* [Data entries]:
........

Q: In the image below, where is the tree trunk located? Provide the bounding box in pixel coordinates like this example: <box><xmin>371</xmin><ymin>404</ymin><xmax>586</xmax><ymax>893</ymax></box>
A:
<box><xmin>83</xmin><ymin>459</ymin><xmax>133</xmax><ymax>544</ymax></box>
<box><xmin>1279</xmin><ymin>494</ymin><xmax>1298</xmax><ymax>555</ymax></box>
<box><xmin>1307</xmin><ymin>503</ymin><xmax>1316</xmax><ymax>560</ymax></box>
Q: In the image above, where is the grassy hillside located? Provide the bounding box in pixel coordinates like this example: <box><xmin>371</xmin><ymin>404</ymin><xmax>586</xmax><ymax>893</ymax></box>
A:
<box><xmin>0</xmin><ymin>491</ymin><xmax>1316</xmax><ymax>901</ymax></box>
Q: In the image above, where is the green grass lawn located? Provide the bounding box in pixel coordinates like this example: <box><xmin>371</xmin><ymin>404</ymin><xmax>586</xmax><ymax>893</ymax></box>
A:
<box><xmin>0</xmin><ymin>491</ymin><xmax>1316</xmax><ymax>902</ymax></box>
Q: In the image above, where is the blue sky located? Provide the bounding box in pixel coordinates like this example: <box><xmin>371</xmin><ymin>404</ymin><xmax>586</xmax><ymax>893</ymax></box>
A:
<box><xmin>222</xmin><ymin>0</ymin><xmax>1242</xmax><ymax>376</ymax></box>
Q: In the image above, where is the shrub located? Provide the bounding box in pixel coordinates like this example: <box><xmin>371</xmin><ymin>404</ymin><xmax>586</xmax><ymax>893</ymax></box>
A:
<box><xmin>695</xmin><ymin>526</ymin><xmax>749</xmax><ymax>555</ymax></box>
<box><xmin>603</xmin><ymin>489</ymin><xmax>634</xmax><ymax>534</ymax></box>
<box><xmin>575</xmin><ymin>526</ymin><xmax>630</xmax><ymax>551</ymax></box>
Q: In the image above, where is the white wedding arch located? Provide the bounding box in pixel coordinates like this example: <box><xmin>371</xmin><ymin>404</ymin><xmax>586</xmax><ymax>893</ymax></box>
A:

........

* [OBJECTIVE]:
Please pull out each line of the items above that includes the word "grassy", copying those lines unchanged.

* [ANSWER TO THE TASK]:
Q: In the image above, where is the grassy hillside located? Provide the bounding box in pixel coordinates like this example: <box><xmin>371</xmin><ymin>404</ymin><xmax>586</xmax><ymax>893</ymax></box>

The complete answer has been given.